Tarea solicitada 1:
Transcribe el fragmento del texto sobre la Argentina y el psicoanálisis que va de "Del mismo modo, muchas" a "y el pensamiento.", ambos incluidos.
Tarea solicitada 2:
Traduce al inglés esta oración del texto sobre la Argentina y el psicoanálisis: "Argentina en general, y Buenos Aires en particular, es una tierra hecha de ausencias."
Tarea solicitada 3:
Según el texto sobre la Argentina y el psicoanálisis, ¿de qué huían los hombres y mujeres que inmigraron?

Del mismo modo, muchas veces me han consultado mi opinión
acerca del porqué de ese amor, de esa pasión extraordinaria que
existe entre la Argentina y el Psicoanálisis y, como soy
argentino y psicoanalista, me permito aventurar una idea que tal vez sea más poética que verdadera, pero que aun así quisiera
compartir con los lectores. Después de todo, me asiste la libertad del
error y el pensamiento.
Mi conjetura es la siguiente.
Argentina en general, y Buenos Aires en particular, es una tierra hecha
de
ausencias. Hija de la inmigración de hombres y mujeres que huyendo de la
guerra, la muerte o la pobreza, dejaban sus países, sus familias,
sus amigos y su idioma para buscar aquí un lugar en donde realizar sus sueños,
la ciudad se fue construyendo como un espacio habitado por una imperceptible
pero eficaz
conciencia: vivir consiste en aceptar la falta y sobreponerse a lo
perdido.

Datos para revisar:
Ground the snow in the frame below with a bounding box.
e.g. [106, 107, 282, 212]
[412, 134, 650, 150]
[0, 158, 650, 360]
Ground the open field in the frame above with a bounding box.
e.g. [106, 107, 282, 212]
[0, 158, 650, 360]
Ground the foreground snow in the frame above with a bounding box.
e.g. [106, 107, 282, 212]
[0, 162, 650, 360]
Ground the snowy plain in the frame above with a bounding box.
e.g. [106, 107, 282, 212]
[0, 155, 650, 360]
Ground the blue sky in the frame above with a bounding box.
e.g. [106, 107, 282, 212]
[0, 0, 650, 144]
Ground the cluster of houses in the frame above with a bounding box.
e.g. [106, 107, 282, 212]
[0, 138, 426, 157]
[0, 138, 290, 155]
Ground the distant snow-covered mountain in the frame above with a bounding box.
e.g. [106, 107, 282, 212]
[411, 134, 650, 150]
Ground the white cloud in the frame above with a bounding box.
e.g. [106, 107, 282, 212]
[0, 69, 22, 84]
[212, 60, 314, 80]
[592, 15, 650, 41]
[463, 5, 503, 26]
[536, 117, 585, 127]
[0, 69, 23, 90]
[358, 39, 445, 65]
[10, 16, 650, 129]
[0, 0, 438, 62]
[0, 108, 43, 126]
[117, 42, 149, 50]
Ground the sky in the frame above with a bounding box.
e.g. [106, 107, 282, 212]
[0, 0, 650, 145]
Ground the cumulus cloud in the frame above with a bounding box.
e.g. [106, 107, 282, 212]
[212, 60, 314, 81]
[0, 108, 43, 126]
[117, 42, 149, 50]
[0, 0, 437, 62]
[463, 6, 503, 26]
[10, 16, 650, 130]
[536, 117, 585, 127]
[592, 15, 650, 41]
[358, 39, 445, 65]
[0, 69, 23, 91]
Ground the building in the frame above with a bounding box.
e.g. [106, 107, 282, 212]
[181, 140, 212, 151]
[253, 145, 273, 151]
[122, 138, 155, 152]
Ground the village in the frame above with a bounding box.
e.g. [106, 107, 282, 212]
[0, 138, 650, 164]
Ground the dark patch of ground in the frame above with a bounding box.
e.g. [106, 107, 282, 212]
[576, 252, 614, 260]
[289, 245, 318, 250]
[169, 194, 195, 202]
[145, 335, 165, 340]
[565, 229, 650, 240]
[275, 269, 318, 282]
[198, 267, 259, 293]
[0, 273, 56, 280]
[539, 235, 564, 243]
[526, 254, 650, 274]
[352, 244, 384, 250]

Tu respuesta 1:
Del mismo modo, muchas veces me han consultado mi opinión
acerca del porqué de ese amor, de esa pasión extraordinaria que
existe entre la Argentina y el Psicoanálisis y, como soy
argentino y psicoanalista, me permito aventurar una idea que tal vez sea más poética que verdadera, pero que aun así quisiera
compartir con los lectores. Después de todo, me asiste la libertad del
error y el pensamiento.

Tu respuesta 2:
Argentina in general, and Buenos Aires in particular, is a land made of absences.

Tu respuesta 3:
De la guerra, la muerte o la pobreza.